→ Task requirements:
• A. From the market report below, extract the part that opens with the words containing "The MSCI world" and closes with "and its products.", copying it without changes.
• B. According to the market report below, how many countries does the MSCI world equity index track shares in?

→ Page text:
Global shares rallied on Friday, hitting weekly highs, on signs of improving Sino-American relations and the prospect of more governments gradually reopening their economies.
The optimism contrasts with the economic data. US unemployment numbers due later on Friday are expected to be the worst in a lifetime as the coronavirus pandemic ravages economies.
Top US and Chinese trade representatives discussed their Phase 1 trade deal on Friday, with China saying they agreed to improve the atmosphere for its implementation and the United States saying both sides expected obligations to be met.
That calmed investors’ fears about renewed trade tensions after US President Donald Trump and other top officials blamed China for the spread of the new coronavirus and threatened punitive action, including possible tariffs and shifting supply chains away from China.
“The threat of a breakdown in negotiations for now at least has been averted,” said Jeremy Stretch, head of G10 FX strategy at CIBC Capital Markets.
“Though of course the president continues to persist with some of his comments regarding the COVID outbreak, but at least from the trade side it looks as though the participants involved have dialled down the temperature a little bit,” he added.
Improving sentiment also put European shares comfortably in the black. The pan-European Stoxx 600 up 0.7% at 340.27 points, holding close to weekly highs.
Germany’s DAX and France’s CAC 40 were also close to weekly highs, having crept up throughout the week.
US stock futures for the S&P 500 were up 1.16% to 2,913.
The MSCI world equity index, which tracks shares in 49 countries, was 0.6% higher, while MSCI’s main European Index was up 0.8%, both holding close to weekly highs.
The Euro STOXX 600 was 0.7% higher, helped by the construction and materials sector. Oil prices climbed as some countries moved ahead with plans to relax economic and social lockdowns imposed to halt the coronavirus pandemic, kindling market hopes for a boost in demand for crude and its products.

→ Listed entries:
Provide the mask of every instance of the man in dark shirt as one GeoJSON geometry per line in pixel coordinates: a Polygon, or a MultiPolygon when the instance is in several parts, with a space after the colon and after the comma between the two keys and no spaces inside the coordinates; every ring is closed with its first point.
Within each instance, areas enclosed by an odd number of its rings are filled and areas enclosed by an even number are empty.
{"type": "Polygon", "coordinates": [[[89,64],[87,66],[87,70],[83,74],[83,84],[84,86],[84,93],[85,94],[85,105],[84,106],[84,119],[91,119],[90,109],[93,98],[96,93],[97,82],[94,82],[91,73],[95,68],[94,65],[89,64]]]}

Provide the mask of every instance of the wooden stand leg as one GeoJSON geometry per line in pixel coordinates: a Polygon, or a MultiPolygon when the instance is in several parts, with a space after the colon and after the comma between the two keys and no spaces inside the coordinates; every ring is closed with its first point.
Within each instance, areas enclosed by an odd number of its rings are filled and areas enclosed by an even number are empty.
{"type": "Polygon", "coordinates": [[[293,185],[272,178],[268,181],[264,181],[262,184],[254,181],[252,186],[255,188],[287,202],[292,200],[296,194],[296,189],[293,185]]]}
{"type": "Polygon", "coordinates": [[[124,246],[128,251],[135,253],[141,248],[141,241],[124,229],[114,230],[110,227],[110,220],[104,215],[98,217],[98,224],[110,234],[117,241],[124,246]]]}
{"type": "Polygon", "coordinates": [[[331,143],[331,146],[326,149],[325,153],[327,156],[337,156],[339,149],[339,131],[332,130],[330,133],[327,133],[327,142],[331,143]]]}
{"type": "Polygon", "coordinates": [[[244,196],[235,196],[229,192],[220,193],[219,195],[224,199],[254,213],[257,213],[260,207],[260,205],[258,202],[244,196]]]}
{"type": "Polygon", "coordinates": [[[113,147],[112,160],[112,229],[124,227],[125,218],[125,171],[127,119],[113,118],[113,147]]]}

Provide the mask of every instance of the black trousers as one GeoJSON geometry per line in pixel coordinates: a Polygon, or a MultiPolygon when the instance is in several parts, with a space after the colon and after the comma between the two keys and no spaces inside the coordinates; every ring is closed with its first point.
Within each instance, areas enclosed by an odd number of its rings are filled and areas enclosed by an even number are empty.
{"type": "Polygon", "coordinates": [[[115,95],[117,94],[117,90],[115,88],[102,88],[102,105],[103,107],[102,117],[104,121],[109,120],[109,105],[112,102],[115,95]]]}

→ Solutions below:
• A.
The MSCI world equity index, which tracks shares in 49 countries, was 0.6% higher, while MSCI’s main European Index was up 0.8%, both holding close to weekly highs.
The Euro STOXX 600 was 0.7% higher, helped by the construction and materials sector. Oil prices climbed as some countries moved ahead with plans to relax economic and social lockdowns imposed to halt the coronavirus pandemic, kindling market hopes for a boost in demand for crude and its products.

• B. It tracks shares in 49 countries.